* _EXERCISE REQUIREMENTS_
Exactly the lines from the one containing "Question. Indicate one point on each instance of the shadow" through the end of the listing must make up the answer, with no pictures included.

* _PROVIDED INFORMATION_
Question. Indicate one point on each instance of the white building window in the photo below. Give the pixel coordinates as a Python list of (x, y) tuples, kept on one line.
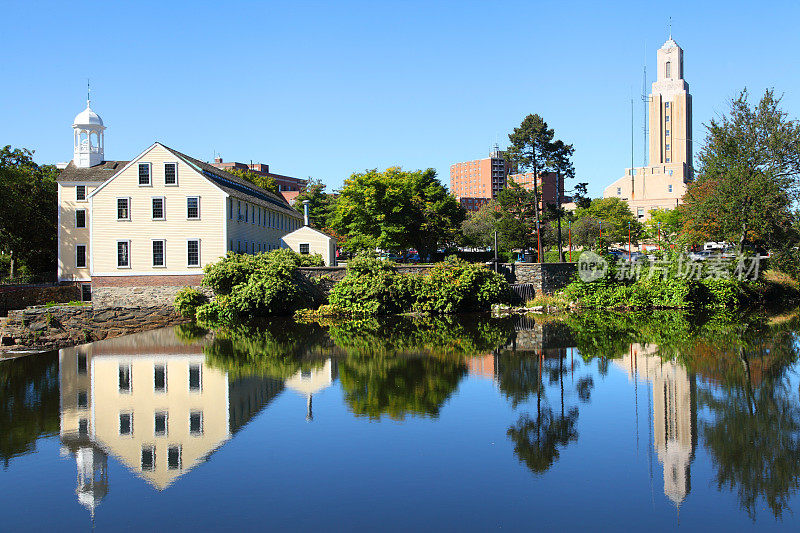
[(148, 458), (193, 252), (80, 256), (196, 423), (159, 378), (195, 378), (144, 174), (158, 208), (174, 460), (126, 424), (159, 246), (123, 208), (123, 254), (193, 207), (160, 424), (170, 173), (125, 379)]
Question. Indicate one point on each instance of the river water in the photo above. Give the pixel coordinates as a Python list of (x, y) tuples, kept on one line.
[(648, 422)]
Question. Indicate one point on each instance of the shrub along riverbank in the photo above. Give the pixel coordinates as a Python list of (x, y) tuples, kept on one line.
[(270, 284), (674, 282)]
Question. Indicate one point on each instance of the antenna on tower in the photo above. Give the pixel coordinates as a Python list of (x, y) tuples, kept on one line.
[(645, 101)]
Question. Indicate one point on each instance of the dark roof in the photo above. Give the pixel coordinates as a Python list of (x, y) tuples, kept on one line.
[(234, 185), (100, 172)]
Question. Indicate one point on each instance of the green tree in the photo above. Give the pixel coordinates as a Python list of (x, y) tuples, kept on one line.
[(747, 179), (265, 182), (28, 211), (320, 203), (396, 210), (561, 163), (665, 225), (615, 216)]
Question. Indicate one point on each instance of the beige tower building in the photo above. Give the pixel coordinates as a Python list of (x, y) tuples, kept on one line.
[(662, 184)]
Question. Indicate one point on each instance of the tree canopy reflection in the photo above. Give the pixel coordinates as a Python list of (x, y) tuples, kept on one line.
[(29, 403)]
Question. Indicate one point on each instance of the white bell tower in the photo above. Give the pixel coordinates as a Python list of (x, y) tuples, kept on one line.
[(88, 141)]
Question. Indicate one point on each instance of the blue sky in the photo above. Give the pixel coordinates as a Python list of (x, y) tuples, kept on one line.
[(326, 89)]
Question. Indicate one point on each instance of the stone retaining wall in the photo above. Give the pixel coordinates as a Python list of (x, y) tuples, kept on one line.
[(21, 296), (54, 327), (132, 297), (547, 278)]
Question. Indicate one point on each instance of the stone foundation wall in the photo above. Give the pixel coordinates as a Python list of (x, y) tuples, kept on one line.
[(21, 296), (54, 327), (547, 278), (132, 297)]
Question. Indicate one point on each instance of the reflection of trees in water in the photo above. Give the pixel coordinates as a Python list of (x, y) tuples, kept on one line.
[(397, 386), (29, 403), (539, 438), (754, 432)]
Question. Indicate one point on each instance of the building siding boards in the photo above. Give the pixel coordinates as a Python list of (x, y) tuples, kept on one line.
[(175, 229), (69, 236)]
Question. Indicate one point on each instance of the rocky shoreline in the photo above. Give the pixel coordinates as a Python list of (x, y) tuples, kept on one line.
[(43, 328)]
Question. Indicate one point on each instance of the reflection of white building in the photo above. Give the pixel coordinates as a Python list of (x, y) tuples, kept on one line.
[(310, 382), (152, 402), (674, 415)]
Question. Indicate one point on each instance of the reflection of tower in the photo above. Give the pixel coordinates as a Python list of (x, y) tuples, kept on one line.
[(92, 476), (674, 415), (310, 382)]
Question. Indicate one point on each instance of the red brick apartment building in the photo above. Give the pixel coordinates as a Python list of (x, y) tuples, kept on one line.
[(476, 182)]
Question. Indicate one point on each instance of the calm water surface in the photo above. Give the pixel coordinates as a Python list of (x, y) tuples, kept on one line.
[(646, 422)]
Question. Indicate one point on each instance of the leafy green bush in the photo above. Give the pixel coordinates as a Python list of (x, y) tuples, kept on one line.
[(188, 300), (372, 287), (455, 286), (666, 288), (265, 284), (235, 269)]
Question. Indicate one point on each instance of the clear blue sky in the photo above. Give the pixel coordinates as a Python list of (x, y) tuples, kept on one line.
[(326, 89)]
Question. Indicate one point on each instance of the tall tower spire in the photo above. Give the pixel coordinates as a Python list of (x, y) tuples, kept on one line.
[(88, 137)]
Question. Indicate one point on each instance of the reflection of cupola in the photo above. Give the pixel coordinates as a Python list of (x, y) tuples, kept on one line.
[(88, 138), (92, 476)]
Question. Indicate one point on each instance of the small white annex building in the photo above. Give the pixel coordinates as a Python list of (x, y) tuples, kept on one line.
[(306, 240)]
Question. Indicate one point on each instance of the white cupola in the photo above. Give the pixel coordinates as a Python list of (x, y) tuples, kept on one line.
[(87, 129)]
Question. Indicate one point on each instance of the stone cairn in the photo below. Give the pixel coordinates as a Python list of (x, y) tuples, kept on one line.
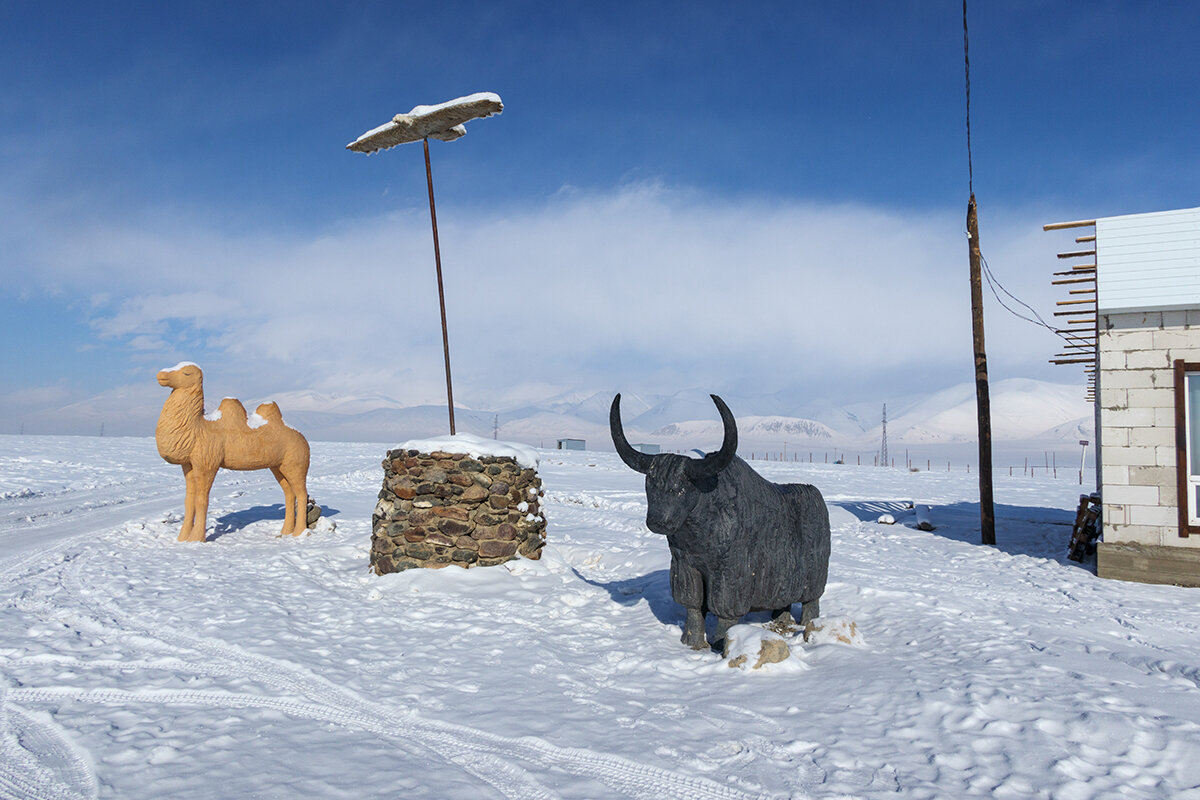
[(438, 509)]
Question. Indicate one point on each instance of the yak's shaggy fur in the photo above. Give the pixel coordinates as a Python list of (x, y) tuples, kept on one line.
[(738, 542)]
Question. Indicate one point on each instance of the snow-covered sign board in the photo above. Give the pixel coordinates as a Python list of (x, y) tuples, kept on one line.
[(1149, 262), (443, 121)]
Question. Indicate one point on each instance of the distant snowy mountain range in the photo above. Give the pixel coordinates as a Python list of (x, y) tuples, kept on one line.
[(1023, 410)]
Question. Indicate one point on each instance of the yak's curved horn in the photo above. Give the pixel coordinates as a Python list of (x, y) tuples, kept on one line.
[(715, 462), (634, 459)]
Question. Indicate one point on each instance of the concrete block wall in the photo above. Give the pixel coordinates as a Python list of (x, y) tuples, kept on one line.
[(1137, 419)]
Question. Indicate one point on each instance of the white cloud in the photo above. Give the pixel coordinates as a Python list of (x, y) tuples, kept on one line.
[(642, 288)]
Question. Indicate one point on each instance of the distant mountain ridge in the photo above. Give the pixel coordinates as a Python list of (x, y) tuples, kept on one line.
[(1023, 410)]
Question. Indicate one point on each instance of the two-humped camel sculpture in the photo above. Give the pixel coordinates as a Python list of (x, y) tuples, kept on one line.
[(203, 445)]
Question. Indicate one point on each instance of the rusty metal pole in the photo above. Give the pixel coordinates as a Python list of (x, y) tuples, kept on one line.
[(442, 296), (983, 402)]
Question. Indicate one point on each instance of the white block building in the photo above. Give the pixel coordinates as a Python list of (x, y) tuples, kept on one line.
[(1147, 341)]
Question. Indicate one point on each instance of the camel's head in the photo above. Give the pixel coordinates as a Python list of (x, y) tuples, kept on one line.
[(185, 373)]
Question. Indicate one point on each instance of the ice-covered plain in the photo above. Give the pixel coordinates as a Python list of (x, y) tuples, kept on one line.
[(133, 666)]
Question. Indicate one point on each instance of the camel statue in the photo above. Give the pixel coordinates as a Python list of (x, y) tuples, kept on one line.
[(204, 444)]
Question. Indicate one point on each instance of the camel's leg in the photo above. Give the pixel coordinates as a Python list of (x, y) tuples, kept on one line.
[(289, 503), (198, 486), (185, 530), (298, 477)]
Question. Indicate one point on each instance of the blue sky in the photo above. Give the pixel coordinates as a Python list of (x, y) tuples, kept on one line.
[(677, 196)]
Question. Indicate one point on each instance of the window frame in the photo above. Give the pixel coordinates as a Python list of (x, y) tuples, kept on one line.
[(1183, 489)]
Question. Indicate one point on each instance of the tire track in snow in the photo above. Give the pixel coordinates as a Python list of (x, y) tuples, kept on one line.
[(330, 702), (37, 762)]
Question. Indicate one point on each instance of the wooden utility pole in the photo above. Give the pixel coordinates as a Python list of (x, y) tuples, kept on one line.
[(444, 122), (442, 293), (983, 402)]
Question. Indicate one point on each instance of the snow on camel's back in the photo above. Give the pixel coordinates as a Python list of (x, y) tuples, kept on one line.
[(203, 445)]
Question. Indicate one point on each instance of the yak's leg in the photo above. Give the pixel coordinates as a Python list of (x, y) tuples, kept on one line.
[(694, 630), (289, 503), (199, 485), (688, 589), (723, 626), (810, 612)]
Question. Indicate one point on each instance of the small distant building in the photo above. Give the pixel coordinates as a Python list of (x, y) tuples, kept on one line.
[(1137, 329)]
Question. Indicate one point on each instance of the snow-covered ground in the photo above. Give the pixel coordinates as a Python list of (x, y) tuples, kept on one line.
[(132, 666)]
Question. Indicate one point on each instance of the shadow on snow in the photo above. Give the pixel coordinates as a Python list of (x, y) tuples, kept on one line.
[(1020, 530)]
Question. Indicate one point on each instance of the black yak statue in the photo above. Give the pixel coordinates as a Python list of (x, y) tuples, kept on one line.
[(738, 542)]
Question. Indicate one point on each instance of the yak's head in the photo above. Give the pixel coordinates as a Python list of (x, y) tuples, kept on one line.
[(675, 483)]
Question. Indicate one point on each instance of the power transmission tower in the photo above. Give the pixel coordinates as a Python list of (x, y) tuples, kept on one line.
[(883, 446)]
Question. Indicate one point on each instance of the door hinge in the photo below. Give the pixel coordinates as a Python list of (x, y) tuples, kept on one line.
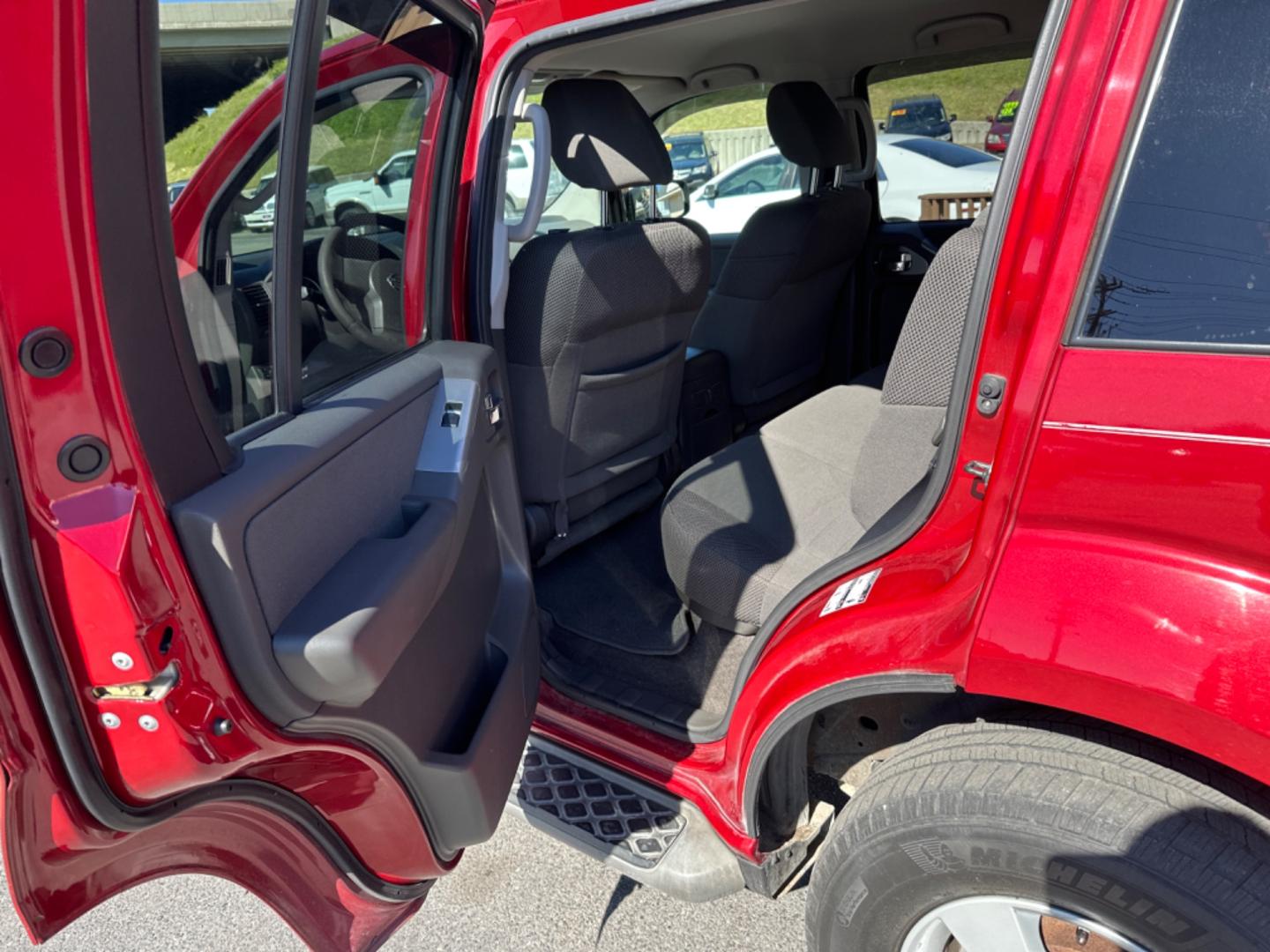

* _ANSWER TO THE PROBLEM_
Question. Indicate one point on each instance of the shadow on snow in the photo above. Give the pixel coordinates as a Python list of (x, y) tuples, kept on one line.
[(1020, 530)]
Question. Indicate one point on each instance of the black yak statue in the photo above. Give the pixel coordinates as a Python list of (x, y) tuples, kept on one line.
[(738, 542)]
Question. Indicate one point on each instance of the yak's head in the photo above. Give the pixel coordinates as a Python list of (x, y) tuples, kept on one line.
[(675, 483)]
Question. Indicate one point on each instance of the power transmission tower in the photo above. Give the pixel coordinates as a Python list of (x, y) tuples, kept on one line.
[(883, 446)]
Question. Indicate one point on each instance of the door hinge in the photo below. Give the pixel coordinates as a Python list of (x, y) tuples, kept on one line.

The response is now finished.